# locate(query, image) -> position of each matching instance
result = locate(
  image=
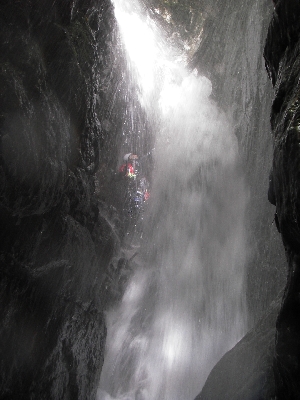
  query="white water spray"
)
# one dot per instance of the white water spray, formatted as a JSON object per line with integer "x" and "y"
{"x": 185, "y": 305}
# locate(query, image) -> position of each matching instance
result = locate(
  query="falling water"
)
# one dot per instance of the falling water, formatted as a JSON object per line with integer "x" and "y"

◆ TASK INSTRUCTIONS:
Copy every line of the items above word for word, leaving out the pictures.

◆ WORKED SOLUTION:
# locate(query, image) -> position of each matching instance
result = locate(
  image=
  query="white water spray"
)
# one dot per instance of the white water spray, formatted as a JSON object per line with integer "x" and "y"
{"x": 185, "y": 305}
# locate(query, image) -> position of each matching instance
result = locate(
  query="falling water"
)
# one dot per instance of the falling water, formatted as a JSON object per line with integer "x" and "y"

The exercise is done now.